Of her role in the “Twin Peaks” reboot, Bellucci demurs: “All I can say is that I’m part of the cast and that I like what is blurred, because I’m a curious person. The world of David Lynch is all about discovery.”
She says it was a “sign of the times” that this year’s festival is so strong on female talent, with 12 female directors in the official selection, Claudia Cardinale on the festival poster, and Pedro Almodóvar, “who has made so many films dedicated to women,” president of the jury.
“As a child, I used to dream about all the Italian leading ladies like Sophia Loren, Silvana Mangano and Monica Vitti, but at the time, for actresses all over the world, regardless of their beauty and talent, after 40 it became so difficult to hold on to a career. And now things are changing,” she notes.
“I live in France where there are all these incredible actresses like Isabelle Huppert, Catherine Deneuve or Nathalie Baye, and in England you have Helen Mirren and Judi Dench. In James Bond, I was in it for maybe 15 minutes, but there was such a strong reaction to the role because it was the first time in history that a [mature] woman was in James Bond’s arms.”
On choosing to live in France, Bellucci says: “Italy gave me this sense of maternity, but women in France taught me this sense of freedom. Even if I love Italy and the femininity of Italian women, and I am profoundly Italian, in France I realize how much women fought for their rights. That’s why there are all these interesting writers and directors. Little by little things are changing in Italy, but we come from a Mediterranean culture, and a macho culture, and to come out from that takes time.”
Bellucci says she’s grateful for the range of projects and directors she has worked with, recalling the “stereotyping” she experienced in her mid-20s when she made the transition from modeling into acting, as “one of a million girls” treading the same route.

— SOURCE INFORMATION —
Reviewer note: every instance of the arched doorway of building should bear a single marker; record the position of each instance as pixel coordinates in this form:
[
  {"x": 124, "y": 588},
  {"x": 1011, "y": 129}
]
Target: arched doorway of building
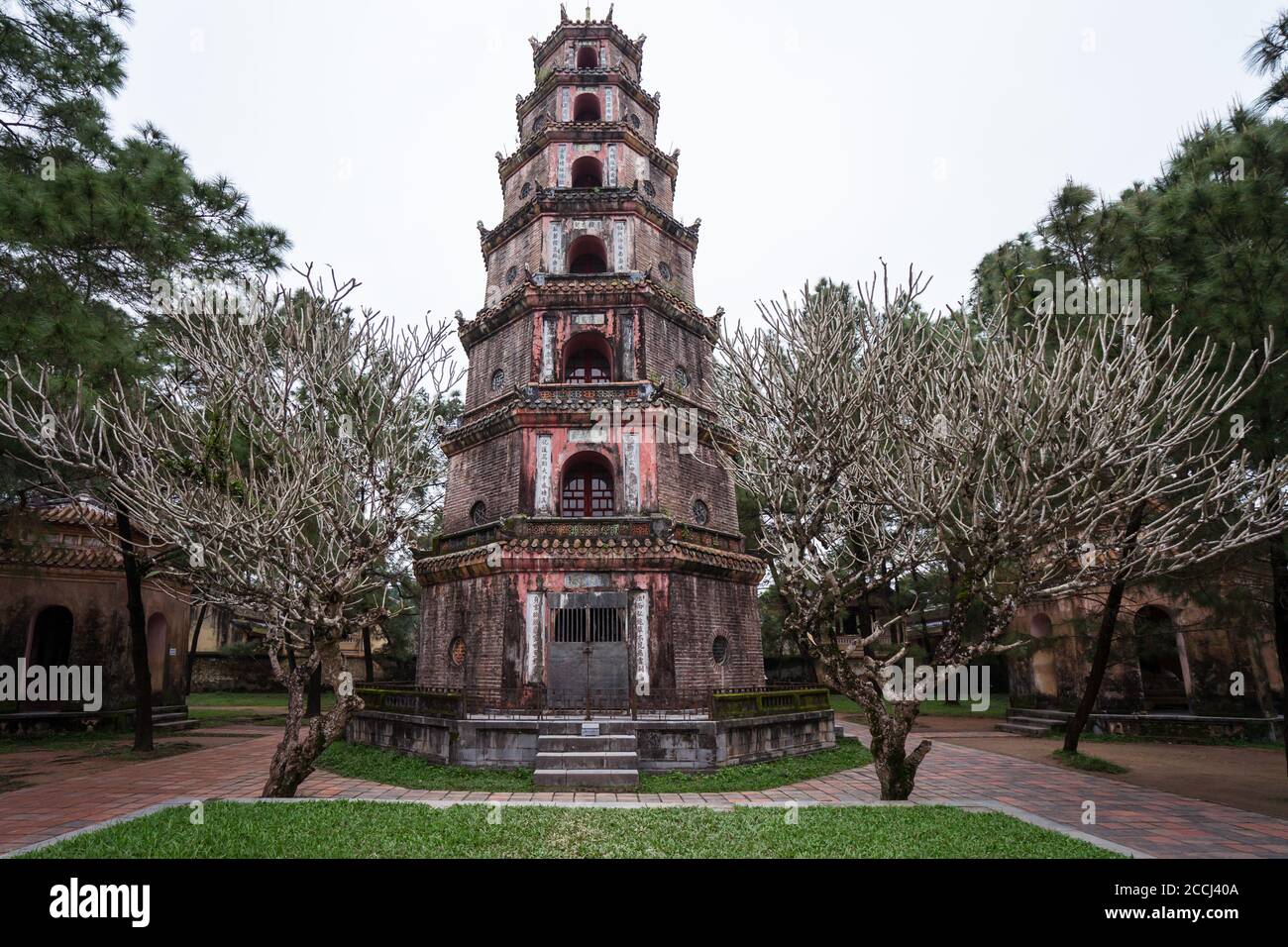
[
  {"x": 589, "y": 360},
  {"x": 588, "y": 254},
  {"x": 588, "y": 171},
  {"x": 159, "y": 637},
  {"x": 585, "y": 107},
  {"x": 1162, "y": 677},
  {"x": 52, "y": 638},
  {"x": 588, "y": 487},
  {"x": 1043, "y": 656}
]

— REQUIREMENT —
Translate this sentence from the Bellucci interview into Spanish: "Little by little things are changing in Italy, but we come from a Mediterranean culture, and a macho culture, and to come out from that takes time." The rows have nothing to do with the Bellucci interview.

— SOLVED EXERCISE —
Poco a poco las cosas están cambiando en Italia, pero venimos de una cultura mediterránea, y de una cultura machista, y salir de eso lleva tiempo.